Please gather every line in the rows below that contains the string "jacket" and copy each one in full. Case counts, so a line where the string appears with different capitalization does not qualify.

________________

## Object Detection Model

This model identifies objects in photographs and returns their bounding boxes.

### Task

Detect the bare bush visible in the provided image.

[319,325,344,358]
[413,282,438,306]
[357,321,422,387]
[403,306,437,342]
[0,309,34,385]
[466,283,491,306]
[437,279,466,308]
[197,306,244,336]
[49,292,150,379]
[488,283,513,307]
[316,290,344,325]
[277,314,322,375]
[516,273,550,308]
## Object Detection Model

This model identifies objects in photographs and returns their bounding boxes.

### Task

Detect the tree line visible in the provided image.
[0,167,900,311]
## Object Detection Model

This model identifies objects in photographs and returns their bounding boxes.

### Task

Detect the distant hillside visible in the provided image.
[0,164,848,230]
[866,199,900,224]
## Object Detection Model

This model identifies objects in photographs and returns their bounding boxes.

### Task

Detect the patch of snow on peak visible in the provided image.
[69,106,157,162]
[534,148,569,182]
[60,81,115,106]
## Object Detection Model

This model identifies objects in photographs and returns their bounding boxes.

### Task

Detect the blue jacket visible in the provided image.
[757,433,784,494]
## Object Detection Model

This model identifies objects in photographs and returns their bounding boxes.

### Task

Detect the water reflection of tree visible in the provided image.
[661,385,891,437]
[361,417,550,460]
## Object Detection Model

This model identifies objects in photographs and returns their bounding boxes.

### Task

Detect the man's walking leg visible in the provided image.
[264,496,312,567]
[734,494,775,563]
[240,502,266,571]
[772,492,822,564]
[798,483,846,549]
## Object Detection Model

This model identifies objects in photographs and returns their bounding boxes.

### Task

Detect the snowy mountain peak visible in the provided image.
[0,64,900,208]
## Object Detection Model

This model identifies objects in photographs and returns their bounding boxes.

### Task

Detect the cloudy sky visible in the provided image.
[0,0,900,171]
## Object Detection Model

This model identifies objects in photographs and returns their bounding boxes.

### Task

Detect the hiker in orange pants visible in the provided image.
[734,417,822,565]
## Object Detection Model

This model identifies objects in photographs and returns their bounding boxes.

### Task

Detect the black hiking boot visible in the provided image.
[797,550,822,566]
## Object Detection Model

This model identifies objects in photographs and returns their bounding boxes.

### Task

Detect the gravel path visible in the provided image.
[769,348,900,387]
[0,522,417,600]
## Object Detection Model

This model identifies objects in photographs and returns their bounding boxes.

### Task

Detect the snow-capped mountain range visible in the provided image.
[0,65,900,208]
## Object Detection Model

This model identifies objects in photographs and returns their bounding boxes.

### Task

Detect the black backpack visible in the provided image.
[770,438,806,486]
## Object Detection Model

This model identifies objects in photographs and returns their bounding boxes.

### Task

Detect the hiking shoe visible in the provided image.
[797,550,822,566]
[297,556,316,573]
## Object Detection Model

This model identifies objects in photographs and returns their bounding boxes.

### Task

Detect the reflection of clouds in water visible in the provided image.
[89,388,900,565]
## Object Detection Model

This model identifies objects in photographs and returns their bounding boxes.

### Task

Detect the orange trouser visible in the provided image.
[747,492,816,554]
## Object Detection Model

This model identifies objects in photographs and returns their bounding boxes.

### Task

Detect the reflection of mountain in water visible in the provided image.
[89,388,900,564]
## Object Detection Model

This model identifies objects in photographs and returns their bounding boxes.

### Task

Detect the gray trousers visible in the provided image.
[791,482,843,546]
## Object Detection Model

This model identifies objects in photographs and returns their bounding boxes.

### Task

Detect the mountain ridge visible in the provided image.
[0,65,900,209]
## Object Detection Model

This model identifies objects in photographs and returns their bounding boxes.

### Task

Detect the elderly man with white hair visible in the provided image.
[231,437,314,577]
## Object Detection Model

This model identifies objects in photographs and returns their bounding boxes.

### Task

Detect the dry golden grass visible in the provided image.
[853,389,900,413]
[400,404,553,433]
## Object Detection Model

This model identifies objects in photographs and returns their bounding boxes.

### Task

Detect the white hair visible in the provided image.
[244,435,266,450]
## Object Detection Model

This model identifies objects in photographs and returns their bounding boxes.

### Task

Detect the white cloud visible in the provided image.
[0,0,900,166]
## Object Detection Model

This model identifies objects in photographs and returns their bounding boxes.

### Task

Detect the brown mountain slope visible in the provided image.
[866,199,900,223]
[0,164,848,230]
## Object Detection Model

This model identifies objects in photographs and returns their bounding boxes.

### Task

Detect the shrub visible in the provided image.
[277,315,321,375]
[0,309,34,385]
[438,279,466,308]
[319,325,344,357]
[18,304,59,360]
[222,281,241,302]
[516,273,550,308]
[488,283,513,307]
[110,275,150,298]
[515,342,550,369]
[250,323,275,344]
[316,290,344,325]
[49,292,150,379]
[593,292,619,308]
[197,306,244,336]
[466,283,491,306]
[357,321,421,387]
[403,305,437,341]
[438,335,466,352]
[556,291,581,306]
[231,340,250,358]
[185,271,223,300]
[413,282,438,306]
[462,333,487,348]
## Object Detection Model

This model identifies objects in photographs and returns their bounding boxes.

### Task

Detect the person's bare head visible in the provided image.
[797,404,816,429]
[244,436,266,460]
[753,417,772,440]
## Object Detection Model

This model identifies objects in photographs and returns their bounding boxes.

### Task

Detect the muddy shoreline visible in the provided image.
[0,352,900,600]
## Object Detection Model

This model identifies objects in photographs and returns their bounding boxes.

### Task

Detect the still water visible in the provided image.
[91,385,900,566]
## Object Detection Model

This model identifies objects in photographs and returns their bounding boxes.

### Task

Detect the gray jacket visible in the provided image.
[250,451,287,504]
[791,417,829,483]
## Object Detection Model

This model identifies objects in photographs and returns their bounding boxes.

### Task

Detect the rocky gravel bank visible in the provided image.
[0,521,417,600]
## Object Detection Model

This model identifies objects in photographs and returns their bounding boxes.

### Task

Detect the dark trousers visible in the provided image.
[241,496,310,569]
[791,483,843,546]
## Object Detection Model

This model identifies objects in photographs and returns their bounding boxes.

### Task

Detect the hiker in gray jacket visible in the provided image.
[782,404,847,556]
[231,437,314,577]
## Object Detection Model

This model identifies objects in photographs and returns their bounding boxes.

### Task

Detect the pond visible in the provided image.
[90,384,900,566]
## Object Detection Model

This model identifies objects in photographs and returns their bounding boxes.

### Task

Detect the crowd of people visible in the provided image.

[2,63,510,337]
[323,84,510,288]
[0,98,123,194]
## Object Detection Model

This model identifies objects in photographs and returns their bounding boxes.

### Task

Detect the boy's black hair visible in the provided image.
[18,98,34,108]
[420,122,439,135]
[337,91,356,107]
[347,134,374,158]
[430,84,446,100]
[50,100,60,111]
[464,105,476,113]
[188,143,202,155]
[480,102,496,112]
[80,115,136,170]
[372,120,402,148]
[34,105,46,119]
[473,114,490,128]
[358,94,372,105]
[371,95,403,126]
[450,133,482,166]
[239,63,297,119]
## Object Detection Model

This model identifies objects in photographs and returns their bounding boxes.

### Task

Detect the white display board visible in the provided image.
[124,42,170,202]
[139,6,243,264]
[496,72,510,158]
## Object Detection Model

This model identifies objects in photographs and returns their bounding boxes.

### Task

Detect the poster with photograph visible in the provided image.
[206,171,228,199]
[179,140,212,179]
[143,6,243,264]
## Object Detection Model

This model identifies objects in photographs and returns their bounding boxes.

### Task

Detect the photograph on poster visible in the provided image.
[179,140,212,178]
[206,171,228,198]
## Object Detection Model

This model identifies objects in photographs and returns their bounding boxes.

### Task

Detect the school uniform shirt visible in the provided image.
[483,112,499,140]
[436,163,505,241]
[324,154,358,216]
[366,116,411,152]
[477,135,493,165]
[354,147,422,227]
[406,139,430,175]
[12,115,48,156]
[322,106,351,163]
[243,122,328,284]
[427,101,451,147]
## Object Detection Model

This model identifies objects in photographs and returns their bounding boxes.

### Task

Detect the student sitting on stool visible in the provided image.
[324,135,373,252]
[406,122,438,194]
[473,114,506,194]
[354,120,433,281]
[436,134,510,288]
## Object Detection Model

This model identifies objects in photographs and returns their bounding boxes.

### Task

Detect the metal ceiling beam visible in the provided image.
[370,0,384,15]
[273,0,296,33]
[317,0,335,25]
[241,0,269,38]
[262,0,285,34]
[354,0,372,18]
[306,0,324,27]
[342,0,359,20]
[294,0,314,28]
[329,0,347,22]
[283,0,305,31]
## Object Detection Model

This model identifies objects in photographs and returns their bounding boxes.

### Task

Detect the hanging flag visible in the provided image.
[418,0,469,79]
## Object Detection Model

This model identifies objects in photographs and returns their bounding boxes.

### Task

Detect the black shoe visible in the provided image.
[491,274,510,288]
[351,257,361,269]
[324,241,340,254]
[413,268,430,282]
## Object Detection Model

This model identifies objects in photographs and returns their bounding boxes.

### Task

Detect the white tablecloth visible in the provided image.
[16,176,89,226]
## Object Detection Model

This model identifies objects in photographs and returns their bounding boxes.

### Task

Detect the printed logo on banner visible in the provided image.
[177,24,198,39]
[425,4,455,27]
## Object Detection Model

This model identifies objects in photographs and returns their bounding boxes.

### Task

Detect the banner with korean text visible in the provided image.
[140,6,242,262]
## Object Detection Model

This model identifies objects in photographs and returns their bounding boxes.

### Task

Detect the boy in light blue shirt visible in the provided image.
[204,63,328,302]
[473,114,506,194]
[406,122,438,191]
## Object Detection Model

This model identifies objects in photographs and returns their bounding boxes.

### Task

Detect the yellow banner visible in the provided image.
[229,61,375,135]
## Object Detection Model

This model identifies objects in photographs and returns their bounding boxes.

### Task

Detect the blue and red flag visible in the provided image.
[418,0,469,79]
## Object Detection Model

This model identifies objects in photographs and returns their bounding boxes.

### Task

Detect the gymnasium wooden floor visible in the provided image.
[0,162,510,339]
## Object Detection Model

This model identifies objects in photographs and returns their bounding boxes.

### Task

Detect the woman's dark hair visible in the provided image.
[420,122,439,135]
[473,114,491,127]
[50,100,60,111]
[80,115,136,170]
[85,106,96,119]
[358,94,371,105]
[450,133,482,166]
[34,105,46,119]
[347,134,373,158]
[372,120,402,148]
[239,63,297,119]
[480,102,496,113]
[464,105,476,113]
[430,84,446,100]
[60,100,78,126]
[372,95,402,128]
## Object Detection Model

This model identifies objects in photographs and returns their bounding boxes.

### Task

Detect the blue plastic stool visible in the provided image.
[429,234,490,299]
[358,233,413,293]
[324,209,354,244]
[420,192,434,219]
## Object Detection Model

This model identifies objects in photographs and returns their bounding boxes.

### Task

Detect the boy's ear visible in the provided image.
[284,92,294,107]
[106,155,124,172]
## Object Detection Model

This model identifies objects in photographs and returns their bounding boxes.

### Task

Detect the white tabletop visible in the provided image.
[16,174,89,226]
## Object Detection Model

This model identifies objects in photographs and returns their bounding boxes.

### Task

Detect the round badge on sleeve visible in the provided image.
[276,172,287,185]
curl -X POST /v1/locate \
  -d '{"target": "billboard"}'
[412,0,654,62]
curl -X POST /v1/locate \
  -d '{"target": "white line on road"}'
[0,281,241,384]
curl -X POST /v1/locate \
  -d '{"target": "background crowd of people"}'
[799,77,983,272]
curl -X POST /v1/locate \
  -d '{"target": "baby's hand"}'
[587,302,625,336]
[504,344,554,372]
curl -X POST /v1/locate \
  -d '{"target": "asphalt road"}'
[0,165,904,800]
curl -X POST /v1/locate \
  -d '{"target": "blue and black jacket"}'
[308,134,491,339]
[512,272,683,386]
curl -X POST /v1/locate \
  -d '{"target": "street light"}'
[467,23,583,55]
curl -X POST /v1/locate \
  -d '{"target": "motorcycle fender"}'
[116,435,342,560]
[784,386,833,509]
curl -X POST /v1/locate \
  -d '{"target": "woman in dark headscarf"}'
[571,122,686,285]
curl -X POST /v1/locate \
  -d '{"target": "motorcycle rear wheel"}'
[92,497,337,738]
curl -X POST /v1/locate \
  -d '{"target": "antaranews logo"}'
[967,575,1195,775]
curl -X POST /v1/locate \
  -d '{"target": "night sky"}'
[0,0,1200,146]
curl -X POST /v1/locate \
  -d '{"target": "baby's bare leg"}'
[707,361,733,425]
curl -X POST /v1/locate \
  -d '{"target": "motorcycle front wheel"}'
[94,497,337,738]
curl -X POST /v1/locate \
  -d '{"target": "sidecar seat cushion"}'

________________

▶ _Correct result_
Detect the blue jacket visible in the provided image.
Detect the gray jacket visible in the provided image.
Detect the hiker in gray jacket visible in the provided image.
  -d '{"target": "blue and black jacket"}'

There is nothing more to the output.